--- EXERCISE INPUT ---

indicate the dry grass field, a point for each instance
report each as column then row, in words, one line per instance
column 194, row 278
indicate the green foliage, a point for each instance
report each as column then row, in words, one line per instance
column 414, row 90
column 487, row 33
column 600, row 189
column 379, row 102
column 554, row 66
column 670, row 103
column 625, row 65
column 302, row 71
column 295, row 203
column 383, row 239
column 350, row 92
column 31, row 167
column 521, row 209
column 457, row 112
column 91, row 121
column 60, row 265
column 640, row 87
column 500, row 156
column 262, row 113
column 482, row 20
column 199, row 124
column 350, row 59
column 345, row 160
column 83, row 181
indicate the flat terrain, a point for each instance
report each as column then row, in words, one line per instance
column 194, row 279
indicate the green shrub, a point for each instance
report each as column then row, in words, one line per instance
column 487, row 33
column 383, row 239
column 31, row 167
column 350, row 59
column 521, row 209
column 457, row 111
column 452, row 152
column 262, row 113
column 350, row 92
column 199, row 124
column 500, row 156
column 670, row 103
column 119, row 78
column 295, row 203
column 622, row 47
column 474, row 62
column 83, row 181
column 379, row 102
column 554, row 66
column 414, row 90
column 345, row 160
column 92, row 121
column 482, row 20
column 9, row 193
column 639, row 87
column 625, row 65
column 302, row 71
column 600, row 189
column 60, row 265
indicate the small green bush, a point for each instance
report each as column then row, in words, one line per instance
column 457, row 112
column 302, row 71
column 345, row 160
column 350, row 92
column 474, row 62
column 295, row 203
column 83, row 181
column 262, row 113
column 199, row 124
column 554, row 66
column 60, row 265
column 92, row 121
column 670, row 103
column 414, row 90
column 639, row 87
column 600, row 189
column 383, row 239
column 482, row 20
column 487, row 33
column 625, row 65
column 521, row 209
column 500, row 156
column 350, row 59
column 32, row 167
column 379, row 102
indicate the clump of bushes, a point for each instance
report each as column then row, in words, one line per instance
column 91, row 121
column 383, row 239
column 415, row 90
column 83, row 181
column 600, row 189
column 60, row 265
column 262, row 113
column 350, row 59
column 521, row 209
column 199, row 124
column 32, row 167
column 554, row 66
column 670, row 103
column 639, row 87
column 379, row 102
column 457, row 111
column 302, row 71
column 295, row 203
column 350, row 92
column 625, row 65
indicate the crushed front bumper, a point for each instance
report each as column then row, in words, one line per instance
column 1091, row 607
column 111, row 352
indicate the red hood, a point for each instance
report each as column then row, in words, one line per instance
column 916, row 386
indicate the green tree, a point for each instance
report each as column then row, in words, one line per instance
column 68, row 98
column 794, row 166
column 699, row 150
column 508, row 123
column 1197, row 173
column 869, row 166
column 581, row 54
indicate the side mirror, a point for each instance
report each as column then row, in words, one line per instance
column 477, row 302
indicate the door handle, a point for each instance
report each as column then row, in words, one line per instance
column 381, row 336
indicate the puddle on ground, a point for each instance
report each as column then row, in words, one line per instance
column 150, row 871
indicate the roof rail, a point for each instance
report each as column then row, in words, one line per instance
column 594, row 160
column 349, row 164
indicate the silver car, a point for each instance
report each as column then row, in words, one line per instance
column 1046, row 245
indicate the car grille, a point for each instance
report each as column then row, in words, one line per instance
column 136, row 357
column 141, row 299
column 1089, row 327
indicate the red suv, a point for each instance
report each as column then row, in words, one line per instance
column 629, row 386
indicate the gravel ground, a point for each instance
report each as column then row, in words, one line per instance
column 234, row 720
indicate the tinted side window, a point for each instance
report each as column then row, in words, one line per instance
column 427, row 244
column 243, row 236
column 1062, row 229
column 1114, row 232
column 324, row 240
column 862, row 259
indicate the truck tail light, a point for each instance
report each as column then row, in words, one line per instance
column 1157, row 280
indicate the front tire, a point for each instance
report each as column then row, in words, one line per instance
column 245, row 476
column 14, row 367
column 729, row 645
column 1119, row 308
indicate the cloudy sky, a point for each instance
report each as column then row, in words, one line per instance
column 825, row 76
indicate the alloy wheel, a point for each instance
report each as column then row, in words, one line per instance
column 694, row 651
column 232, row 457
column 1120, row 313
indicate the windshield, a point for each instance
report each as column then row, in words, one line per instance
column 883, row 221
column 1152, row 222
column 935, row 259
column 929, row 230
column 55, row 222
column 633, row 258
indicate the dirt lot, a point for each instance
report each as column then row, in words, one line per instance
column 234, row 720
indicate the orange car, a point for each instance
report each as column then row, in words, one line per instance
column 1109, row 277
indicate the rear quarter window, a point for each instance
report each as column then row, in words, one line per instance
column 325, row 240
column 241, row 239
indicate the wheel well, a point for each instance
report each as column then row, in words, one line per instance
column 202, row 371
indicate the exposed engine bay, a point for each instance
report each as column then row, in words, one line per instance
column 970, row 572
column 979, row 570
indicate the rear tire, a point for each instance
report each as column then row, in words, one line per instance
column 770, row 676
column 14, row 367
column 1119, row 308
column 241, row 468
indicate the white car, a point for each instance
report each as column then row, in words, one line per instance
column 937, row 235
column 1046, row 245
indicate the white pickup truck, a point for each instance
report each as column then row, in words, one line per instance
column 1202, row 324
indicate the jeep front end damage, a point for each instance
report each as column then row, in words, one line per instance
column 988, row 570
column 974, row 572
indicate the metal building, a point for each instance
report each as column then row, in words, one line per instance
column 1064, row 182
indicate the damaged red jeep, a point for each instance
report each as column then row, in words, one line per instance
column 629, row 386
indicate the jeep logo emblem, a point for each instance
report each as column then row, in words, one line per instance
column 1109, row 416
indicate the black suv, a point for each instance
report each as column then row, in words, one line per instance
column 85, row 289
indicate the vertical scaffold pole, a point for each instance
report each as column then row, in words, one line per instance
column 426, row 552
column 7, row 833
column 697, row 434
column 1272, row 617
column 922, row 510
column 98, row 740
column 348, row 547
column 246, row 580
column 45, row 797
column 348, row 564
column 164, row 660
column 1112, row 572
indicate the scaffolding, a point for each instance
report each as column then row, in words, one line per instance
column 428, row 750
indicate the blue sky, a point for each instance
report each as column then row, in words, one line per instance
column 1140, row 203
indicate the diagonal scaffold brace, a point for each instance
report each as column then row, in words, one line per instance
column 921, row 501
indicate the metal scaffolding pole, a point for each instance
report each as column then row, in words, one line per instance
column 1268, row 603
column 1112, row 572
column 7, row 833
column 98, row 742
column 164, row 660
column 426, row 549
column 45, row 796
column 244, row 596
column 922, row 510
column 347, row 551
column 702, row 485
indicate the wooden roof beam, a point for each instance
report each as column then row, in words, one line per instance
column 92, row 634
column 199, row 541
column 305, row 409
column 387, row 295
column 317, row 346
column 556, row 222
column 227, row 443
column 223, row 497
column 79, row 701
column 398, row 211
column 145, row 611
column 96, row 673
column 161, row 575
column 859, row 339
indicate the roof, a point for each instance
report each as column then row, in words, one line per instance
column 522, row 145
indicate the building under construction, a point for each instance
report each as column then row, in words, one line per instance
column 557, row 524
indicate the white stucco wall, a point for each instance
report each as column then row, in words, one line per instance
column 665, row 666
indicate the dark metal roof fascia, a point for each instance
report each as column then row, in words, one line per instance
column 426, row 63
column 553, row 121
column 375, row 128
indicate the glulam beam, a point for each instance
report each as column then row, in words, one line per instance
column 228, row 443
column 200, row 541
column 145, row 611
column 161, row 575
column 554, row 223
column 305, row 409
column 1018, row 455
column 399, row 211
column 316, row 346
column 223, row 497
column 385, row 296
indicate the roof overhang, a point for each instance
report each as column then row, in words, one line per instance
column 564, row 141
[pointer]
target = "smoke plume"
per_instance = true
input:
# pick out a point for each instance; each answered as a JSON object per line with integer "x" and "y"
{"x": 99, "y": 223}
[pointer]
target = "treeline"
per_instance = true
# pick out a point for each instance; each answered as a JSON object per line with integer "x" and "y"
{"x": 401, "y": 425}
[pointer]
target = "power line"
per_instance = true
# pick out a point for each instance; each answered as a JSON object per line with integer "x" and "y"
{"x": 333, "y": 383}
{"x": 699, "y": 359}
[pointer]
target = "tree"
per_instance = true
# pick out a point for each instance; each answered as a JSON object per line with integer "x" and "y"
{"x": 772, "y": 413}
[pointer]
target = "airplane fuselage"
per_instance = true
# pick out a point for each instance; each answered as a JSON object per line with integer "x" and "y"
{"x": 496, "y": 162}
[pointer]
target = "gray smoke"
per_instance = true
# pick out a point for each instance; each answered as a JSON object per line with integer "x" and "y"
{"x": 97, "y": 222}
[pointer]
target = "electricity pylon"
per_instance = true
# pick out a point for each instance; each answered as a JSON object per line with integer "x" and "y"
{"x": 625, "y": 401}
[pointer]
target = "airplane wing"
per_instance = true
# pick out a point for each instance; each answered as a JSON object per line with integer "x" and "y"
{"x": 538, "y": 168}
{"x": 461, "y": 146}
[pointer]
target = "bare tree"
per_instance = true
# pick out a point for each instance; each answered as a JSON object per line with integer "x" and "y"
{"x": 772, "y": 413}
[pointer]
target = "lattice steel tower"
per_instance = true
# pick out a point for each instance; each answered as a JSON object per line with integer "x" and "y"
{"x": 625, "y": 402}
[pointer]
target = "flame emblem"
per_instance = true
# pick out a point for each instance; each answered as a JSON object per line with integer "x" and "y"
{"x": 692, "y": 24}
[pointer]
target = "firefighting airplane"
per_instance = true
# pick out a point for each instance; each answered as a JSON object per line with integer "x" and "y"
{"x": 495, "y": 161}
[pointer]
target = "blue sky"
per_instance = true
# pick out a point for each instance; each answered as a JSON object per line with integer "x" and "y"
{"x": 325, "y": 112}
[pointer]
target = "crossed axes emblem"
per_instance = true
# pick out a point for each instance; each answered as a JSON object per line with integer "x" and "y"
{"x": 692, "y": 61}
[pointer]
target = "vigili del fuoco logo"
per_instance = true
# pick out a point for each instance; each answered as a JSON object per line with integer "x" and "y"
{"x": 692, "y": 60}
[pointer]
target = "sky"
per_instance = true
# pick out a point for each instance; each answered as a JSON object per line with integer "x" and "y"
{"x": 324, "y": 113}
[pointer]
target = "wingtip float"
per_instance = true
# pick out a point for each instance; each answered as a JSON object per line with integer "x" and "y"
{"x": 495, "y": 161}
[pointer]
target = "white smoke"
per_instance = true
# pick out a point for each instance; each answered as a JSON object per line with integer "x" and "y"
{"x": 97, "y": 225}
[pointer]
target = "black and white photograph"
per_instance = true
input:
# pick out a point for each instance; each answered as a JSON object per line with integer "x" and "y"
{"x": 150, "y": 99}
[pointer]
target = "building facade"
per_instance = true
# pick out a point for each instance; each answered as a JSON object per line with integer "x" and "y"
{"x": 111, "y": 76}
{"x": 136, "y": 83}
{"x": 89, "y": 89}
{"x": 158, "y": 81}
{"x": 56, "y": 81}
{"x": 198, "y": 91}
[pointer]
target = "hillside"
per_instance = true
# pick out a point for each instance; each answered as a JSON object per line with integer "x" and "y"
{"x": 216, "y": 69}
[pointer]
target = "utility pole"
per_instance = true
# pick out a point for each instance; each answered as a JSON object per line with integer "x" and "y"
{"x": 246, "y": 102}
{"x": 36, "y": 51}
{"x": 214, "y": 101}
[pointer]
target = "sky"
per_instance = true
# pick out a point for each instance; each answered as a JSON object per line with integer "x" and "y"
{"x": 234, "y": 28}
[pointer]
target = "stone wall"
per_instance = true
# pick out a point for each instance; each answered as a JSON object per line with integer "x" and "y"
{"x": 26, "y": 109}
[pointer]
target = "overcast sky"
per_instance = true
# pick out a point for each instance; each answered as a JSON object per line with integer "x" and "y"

---

→ PROMPT:
Work out how many lines of the listing above include "airplane"; the reply is that number alone.

→ WORKED SOLUTION:
3